### WHAT THIS EXERCISE ASKS
A. Answer these questions using the essay about living in Namibia, below. Label each answer with the matching numeral.
(i) What NGO job did the writer arrive in Oshikango to do?
(ii) What were the dimensions of the enclosed patio?
(iii) Where was the writer's cat, Peeka, during that period?
B. In the essay about living in Namibia, condense the paragraph that begins "I became intimately familiar" into a shorter version that keeps its main facts.
C. Proceed with the essay about living in Namibia, picking up after its final sentence.

Once I spent days, which became weeks, which become months, by myself in a small house in the village of Oshikango, Namibia. Two years prior, I had arrived there as a newly minted college graduate, eager to begin my new NGO job of teaching high-school science and HIV education.

It didn’t take long for the bubble of confident competence to burst. Within a few months, my students began to confide in me that they were being sexually assaulted by some of their teachers. It took me another several months to covertly uncover the extent of the abuse. As a young, inexperienced person, I did my best to raise the alarm—but my organization did not listen. I felt the horror of my helplessness. At year’s end, my own encounter with violence left me shredded and looking for the pieces.

But love is a powerful thing, and I had found it. My heart kept me in Namibia, negotiating trauma and trying to build a life with my (then) partner. He would come to our house when he could and spend a day or two with me, then he’d be off again across the border to Angola to do his job.

I became intimately familiar with the architecture of our “home.” James Baldwin once said that “perhaps home is not a place but simply an irrevocable condition.” I agree with him. This space was empty of the comfort, safety and contentment that home calls to mind. It had one large room that was both living and kitchen area, with a side room that was the bedroom with a small bathroom. When you walked out the front door, you stepped into an enclosed patio that felt like a cage. It was a six-by-five-foot rectangle; its eight-foot-high metal bars were wrapped in tightly woven green mesh to guard against peeping eyes. Sadly, this mesh also blocked out the sunlight. The house’s roof of corrugated tin jutted out over the cage, with only a foot of sky showing between its edge and the top of the bars. Across the cage front was a gate with two padlocks—both on my side. I could get out if I wanted to….

But I was too scared to go out; I preferred the cage. Trauma can do that to a person. I opted to read, to meditate, to exercise obsessively, to write, to pace, to create, to dance, to cry, to peek outside, to stay. I remember lying on the cold, hard concrete kitchen floor talking to Peeka (my cat, who was back in Texas) about the play I was writing about restlessness. She agreed that the play was hilarious.

The past fourteen months have repeatedly reminded me of that time in my life, as I’ve paced the rooms of my house in Fort Worth, Texas. The week when COVID began in the US, I remember waking up to a sing-song phrase, set on repeat: “I’m scared, I’m scared, I’m scared, I’m scared, I’m scared…”

A bird was chirping my anxieties. I didn’t tell my current partner, for fear he’d think me insane. On the third day of waking to the mocking mantra, I couldn’t stand it any longer: I burst into his office and confessed my madness.

### ENTRIES PROVIDED
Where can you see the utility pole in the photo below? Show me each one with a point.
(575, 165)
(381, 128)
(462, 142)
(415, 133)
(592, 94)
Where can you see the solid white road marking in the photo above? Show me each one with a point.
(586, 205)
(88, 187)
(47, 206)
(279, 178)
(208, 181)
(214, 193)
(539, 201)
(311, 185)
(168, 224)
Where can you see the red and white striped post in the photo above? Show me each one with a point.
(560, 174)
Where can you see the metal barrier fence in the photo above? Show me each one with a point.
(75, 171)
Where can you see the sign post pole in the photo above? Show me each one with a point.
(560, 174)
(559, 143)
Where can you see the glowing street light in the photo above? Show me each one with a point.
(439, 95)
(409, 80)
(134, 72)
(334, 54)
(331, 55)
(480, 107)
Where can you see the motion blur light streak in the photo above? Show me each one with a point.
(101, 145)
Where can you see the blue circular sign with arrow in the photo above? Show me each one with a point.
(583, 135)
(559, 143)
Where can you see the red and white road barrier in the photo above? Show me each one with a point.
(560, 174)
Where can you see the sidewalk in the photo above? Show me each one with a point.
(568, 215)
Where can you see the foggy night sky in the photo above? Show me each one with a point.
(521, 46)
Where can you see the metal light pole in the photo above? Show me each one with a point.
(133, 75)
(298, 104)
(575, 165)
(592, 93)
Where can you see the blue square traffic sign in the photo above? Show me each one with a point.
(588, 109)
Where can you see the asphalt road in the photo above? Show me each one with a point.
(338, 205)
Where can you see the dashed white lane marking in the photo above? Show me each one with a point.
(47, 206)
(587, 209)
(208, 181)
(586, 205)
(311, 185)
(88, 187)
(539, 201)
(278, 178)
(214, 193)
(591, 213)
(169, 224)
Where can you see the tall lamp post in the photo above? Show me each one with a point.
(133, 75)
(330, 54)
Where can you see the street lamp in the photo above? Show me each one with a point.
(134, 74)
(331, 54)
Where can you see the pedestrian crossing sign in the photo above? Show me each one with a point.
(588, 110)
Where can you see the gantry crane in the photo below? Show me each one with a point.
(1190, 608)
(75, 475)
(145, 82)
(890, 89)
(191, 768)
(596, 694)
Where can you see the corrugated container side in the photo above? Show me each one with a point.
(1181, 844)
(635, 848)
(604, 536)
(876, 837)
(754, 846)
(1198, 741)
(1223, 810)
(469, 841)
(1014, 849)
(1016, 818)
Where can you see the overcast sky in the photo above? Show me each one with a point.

### TASK ANSWERS
A.
(i) Teaching high-school science and HIV education.
(ii) It was a six-by-five-foot rectangle with eight-foot-high metal bars.
(iii) Back in Texas.

B. The writer came to know the house's layout closely. Agreeing with James Baldwin that home may be "an irrevocable condition" rather than a place, the writer found the house empty of comfort, safety and contentment. It had one large living and kitchen room, plus a bedroom with a small bathroom. The front door opened onto a cage-like enclosed patio, a six-by-five-foot rectangle. Its eight-foot metal bars were wrapped in green mesh that kept out both peeping eyes and sunlight. A tin roof left only a foot of sky showing. Across the front was a gate with two padlocks, both on the inside, so the writer could leave at will.

C.
“Darling?”

“Yes?” he said distractedly, staring at his computer screen.

“I have to tell you something.”

“Yes?”

“I don’t want you to be worried. It’s totally weird and probably nothing. Just my imagination because of this whole COVID thing… and not having a routine…and work is crazy…and we aren’t really sleeping well….” I took a deep breath. “You know what, you’re busy. I should just—”

He turned to look at me with his ever-patient Please, Chase, I’m listening, but it is the middle of a work day gaze, and I spilled my secret.

“There’s a bird singing ‘I’m scared’ in our backyard. Literally chanting ‘I’m scared’ on repeat!”

To my delight, his face lit up in recognition. “I’ve heard that damned bird too!”

I felt relieved: If I was losing my mind, at least I was in good company.

Now, as the weeks progress, I vacillate between gratitude and panic—sometimes in the same breath. In a moment of creative climax, I suddenly stutter and stop, hit by the full force of I’m scared.

I find myself revisiting a version of myself I thought I’d outgrown all those years ago in Oshikango. This moment is not the same, all the circumstances are different; and yet my consciousness pays no mind, and I’m trapped again.

Then I show up for myself.

This is a panic attack, I remind myself. No one has ever died from a panic attack. My heart is beating; my lungs are taking in air. I am safe. I am awake.

It takes time—sometimes minutes, sometimes hours—but I eventually find my way back to that “irrevocable condition.” I find my way back home.

We are stuttering out of a worldwide panic attack right now. Things that were, aren’t. Things that aren’t, might be. Things that can, won’t. And things that haven’t, will. Things are askew, lying next to one another at odd angles.

On my own little island amid this shared experience, I unearth new layers of anxiety, meanwhile feeling acutely aware of my privilege and safety. Struggling through self-centered moments of renegotiating normalcy, I’m humbly conscious that I have it pretty damn good.

So as months become weeks, weeks become days, and days lead us back to the great together, my bird sings his COVID song, and I step outside to greet him.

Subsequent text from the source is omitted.